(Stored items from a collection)

== == ==

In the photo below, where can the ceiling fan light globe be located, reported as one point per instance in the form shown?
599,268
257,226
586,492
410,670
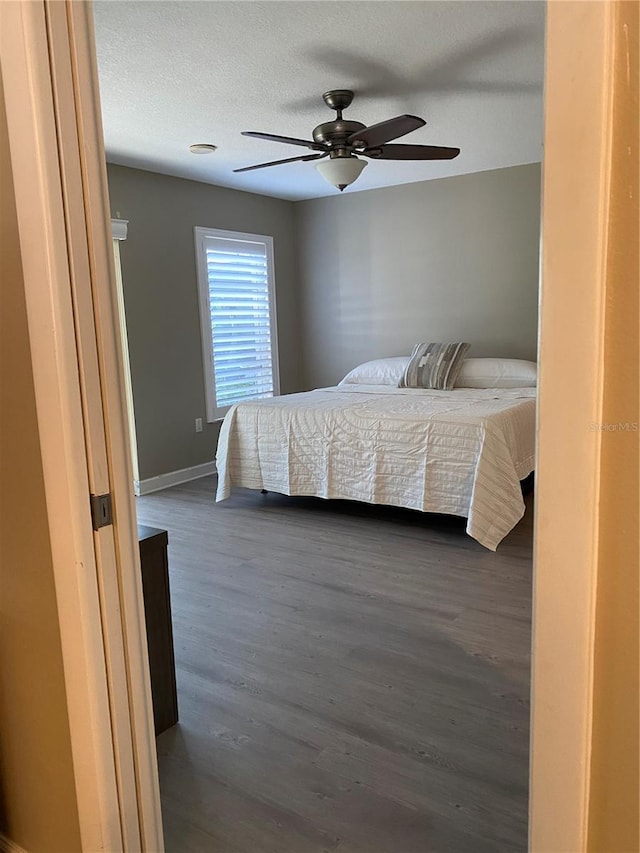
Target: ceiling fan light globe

== == ==

Exercise goal
Filter the records above down to the lines that hold the string "ceiling".

Response to this exercise
In the photo below, where can the ceiling fan light globe be located, reported as one point per instance in the form shown?
Target: ceiling fan light globe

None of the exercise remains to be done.